__DESCRIPTION OF THE TASK__
Take every line from the listing below that includes "green" and copy it.

__SUPPLIED MATERIAL__
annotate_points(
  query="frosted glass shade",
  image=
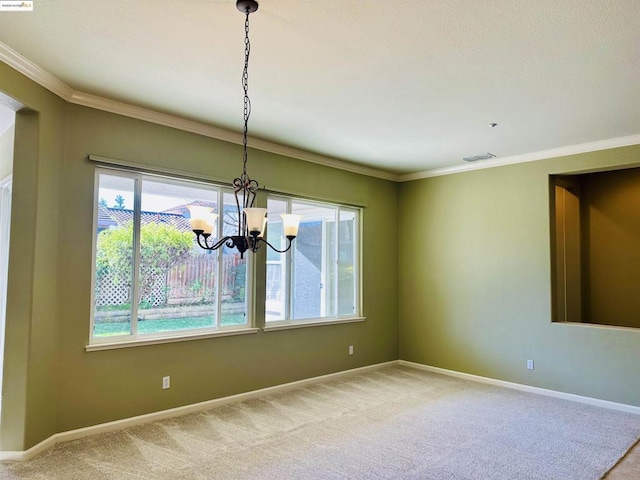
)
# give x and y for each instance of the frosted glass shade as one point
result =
(202, 218)
(255, 219)
(290, 224)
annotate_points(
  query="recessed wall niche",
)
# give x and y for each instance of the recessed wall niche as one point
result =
(595, 245)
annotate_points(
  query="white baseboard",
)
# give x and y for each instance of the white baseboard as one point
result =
(526, 388)
(19, 456)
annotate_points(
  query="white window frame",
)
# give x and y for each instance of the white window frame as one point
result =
(135, 338)
(288, 268)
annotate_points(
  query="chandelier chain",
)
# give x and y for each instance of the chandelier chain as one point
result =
(247, 101)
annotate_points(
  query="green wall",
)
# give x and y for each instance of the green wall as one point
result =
(475, 292)
(51, 383)
(29, 403)
(6, 152)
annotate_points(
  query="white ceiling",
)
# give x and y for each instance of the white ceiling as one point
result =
(401, 86)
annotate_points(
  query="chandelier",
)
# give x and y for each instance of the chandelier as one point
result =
(252, 221)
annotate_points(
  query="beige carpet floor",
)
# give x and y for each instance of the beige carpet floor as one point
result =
(392, 423)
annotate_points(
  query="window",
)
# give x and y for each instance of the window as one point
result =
(150, 277)
(319, 277)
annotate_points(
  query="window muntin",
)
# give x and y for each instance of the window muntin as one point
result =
(150, 277)
(318, 278)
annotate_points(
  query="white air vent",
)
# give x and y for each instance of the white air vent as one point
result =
(482, 156)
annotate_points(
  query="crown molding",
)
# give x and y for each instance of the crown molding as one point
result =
(526, 157)
(61, 89)
(34, 72)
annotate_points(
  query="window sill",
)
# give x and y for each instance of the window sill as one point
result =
(312, 323)
(156, 340)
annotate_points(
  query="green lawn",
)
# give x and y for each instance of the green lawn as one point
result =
(166, 325)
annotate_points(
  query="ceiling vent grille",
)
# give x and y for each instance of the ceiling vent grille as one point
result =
(482, 156)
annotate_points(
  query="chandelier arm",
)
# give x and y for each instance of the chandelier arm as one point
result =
(215, 246)
(290, 240)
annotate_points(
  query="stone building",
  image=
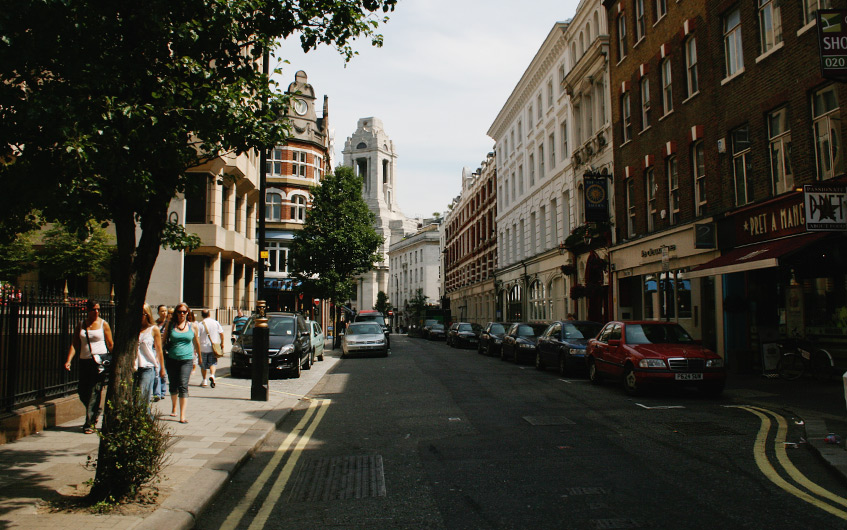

__WRITTEN RESPONSE__
  query="green wall",
# give x and y for each instance of the green wall as one point
  query="green lawn",
# give x and y for each instance of the green lawn as one point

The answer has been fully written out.